GOAL
Word for word, transcribe the lines from the one containing "point: large window" through the end of the entries, both included, and nothing else.

>> BEGIN DATA LINES

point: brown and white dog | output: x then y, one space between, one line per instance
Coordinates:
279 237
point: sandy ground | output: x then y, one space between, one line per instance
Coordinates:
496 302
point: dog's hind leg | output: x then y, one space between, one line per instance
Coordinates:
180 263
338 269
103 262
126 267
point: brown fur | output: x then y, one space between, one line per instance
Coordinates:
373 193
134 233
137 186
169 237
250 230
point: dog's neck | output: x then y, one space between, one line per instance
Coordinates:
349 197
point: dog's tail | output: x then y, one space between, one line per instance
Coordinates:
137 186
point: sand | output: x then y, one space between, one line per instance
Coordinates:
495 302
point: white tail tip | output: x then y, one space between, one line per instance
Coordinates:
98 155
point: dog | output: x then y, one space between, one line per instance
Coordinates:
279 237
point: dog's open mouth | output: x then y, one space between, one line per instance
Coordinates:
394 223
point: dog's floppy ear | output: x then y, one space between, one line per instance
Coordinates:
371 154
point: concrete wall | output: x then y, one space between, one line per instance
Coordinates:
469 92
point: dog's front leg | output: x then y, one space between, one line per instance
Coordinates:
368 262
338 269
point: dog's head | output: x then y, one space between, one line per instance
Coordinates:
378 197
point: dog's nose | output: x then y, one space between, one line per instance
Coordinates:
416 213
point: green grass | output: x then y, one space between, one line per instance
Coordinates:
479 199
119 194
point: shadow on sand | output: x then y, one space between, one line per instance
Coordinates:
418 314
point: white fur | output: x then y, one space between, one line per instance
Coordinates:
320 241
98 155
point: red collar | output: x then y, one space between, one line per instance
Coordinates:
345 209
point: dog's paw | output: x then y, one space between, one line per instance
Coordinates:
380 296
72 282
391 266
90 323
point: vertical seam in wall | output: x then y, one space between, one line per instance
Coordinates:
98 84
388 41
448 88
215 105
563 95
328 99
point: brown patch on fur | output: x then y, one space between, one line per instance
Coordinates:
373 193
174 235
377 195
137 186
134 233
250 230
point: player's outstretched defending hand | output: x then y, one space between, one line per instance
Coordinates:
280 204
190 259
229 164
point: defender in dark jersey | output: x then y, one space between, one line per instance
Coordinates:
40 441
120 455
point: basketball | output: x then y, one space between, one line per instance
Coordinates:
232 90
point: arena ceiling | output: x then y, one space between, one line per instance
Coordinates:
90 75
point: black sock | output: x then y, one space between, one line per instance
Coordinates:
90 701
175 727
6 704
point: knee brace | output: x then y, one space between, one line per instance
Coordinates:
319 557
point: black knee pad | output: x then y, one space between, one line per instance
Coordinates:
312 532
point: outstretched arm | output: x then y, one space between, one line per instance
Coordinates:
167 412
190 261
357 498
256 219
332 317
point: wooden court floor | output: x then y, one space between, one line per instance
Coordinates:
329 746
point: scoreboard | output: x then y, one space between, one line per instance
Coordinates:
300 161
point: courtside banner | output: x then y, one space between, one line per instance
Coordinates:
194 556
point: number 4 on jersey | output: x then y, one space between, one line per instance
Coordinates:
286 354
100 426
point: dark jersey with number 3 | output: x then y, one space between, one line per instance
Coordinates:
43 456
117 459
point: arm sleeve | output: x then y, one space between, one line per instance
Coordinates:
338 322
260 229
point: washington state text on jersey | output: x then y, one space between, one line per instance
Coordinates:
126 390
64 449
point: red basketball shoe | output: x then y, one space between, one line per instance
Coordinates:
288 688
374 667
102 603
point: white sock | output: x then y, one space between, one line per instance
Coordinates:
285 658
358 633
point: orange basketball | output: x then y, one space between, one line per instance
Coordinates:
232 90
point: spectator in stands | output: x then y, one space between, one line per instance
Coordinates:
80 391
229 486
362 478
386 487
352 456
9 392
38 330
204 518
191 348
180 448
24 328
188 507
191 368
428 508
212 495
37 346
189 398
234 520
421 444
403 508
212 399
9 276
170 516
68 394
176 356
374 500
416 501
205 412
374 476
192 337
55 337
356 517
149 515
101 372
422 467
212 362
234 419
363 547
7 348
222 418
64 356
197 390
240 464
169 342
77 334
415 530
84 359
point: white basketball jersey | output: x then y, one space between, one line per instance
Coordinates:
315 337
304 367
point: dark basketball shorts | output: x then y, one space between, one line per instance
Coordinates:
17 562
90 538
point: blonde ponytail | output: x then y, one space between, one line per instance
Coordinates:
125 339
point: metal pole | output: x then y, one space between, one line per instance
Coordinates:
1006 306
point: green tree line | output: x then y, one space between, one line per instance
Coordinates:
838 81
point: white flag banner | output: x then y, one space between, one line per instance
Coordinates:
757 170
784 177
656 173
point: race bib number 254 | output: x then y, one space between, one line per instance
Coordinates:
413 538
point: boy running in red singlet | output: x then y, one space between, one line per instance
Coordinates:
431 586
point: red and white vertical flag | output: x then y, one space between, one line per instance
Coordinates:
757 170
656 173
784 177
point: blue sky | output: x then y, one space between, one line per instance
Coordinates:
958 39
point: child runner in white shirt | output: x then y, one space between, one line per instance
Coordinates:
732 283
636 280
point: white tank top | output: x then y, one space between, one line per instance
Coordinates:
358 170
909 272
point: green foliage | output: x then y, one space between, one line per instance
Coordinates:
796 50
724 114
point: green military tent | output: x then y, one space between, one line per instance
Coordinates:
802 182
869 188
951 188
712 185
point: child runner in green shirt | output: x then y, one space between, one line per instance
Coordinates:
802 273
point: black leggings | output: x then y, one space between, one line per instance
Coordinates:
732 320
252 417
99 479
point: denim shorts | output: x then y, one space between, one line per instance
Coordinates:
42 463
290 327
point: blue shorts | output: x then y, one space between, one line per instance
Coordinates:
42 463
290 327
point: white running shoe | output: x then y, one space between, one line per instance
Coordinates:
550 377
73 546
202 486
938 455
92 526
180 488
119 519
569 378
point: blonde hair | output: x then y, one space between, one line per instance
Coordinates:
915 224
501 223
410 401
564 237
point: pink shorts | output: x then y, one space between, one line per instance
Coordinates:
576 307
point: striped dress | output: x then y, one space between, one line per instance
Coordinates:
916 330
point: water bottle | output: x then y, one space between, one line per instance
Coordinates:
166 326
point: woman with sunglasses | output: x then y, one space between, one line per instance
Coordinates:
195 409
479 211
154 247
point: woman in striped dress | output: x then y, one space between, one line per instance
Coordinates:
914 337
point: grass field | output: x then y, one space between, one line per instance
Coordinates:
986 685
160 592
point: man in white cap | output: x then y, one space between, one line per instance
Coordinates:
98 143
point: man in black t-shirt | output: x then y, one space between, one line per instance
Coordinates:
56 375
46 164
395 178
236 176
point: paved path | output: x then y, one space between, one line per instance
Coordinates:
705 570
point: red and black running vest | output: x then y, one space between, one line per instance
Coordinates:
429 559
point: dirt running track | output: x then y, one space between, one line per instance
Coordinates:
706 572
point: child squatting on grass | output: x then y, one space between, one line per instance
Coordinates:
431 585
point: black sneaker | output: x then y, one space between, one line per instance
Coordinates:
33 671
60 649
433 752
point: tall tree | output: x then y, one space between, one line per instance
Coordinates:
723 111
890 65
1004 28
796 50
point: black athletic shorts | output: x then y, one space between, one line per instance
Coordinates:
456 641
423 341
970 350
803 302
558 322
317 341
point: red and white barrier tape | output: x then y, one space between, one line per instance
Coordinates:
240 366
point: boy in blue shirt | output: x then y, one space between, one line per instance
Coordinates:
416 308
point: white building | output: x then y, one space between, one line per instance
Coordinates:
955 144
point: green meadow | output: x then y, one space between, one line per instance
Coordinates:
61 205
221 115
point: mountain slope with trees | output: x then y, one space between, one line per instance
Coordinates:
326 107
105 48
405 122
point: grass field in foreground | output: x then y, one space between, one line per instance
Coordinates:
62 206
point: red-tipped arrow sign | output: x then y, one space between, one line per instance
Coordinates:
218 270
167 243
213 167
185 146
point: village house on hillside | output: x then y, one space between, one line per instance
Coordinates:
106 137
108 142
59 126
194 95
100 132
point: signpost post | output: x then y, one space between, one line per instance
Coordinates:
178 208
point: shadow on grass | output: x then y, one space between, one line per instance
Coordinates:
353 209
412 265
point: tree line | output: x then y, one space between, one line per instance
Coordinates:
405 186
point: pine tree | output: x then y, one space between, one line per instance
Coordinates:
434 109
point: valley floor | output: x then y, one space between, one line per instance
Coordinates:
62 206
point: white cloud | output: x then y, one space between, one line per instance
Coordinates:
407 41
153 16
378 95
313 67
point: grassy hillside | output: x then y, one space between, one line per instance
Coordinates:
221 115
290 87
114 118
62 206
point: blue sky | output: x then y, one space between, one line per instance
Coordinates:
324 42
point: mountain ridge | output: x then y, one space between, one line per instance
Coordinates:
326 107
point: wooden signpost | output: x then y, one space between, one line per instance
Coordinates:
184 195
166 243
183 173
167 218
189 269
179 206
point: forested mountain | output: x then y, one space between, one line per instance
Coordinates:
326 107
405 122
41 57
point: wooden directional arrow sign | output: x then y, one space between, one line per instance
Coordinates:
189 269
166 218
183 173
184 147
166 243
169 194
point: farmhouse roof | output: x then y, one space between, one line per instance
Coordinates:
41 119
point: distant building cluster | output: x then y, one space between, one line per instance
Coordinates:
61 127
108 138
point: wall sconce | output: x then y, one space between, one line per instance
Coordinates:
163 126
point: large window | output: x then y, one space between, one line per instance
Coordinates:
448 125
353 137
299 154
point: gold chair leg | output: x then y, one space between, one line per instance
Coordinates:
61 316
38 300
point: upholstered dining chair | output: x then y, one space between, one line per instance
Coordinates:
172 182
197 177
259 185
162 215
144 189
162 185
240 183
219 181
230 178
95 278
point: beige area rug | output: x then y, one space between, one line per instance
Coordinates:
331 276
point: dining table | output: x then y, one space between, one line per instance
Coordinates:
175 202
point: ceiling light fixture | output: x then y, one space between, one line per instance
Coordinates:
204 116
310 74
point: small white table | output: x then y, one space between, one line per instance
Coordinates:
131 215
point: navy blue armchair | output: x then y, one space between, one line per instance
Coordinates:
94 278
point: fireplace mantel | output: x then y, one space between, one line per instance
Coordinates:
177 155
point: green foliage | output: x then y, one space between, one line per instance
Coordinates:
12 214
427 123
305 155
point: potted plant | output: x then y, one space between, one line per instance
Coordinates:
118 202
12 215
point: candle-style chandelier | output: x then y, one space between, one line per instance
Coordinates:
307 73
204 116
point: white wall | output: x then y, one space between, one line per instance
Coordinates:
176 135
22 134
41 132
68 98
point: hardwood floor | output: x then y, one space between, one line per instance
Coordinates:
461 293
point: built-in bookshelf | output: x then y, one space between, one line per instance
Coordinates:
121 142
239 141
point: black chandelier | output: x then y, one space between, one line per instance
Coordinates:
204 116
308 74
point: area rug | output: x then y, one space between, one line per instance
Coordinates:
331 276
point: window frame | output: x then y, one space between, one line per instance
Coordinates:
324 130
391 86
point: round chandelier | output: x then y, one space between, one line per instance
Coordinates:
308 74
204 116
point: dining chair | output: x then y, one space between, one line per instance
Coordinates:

>> END DATA LINES

THE OUTPUT
point: large window | output: x then y, one space between, one line per instance
Coordinates:
448 125
353 137
299 154
point: gold chair leg | output: x then y, one space between, one line per instance
Coordinates:
61 316
38 300
point: upholstered dining chair | output: x then y, one space between, one line per instance
Coordinates:
172 182
197 177
259 185
162 215
144 189
162 185
240 183
219 181
230 178
95 278
point: beige area rug | output: x then y, one space between, one line per instance
Coordinates:
331 276
point: dining table | output: x then y, one space between, one line per instance
Coordinates:
175 202
point: ceiling light fixture | output: x then y, one space between, one line per instance
Coordinates:
204 116
310 74
point: small white table | output: x then y, one space between, one line per instance
Coordinates:
131 215
point: navy blue armchair | output: x then y, one space between, one line per instance
Coordinates:
94 278
point: fireplace mantel | output: x then y, one space between, one line per instance
Coordinates:
177 155
point: green foliage | output: x then y, one space between, one line per instance
Coordinates:
12 214
427 123
305 155
point: potted plant | output: x then y, one space between, one line per instance
Coordinates:
118 202
12 215
point: candle-style chandelier | output: x then y, one space between, one line per instance
Coordinates:
307 73
204 116
point: white wall | output: x then y, one space between, one line per instance
Coordinates:
176 135
22 134
41 132
68 98
point: hardwood floor | output: x then y, one space between, one line per instance
Coordinates:
461 293
point: built-in bookshelf | output: x then y, one space between, one line per instance
Coordinates:
121 142
239 141
point: black chandelier | output: x then y, one space between, one line per instance
Coordinates:
204 116
308 74
point: area rug | output: x then y, one space between, one line per instance
Coordinates:
331 276
point: window frame | output: x then y, one space between, one line per instance
Coordinates:
324 130
391 86
point: round chandelier | output: x then y, one space between, one line per instance
Coordinates:
308 74
204 116
point: dining chair | output: x then y, one space between, one line per instance
Coordinates:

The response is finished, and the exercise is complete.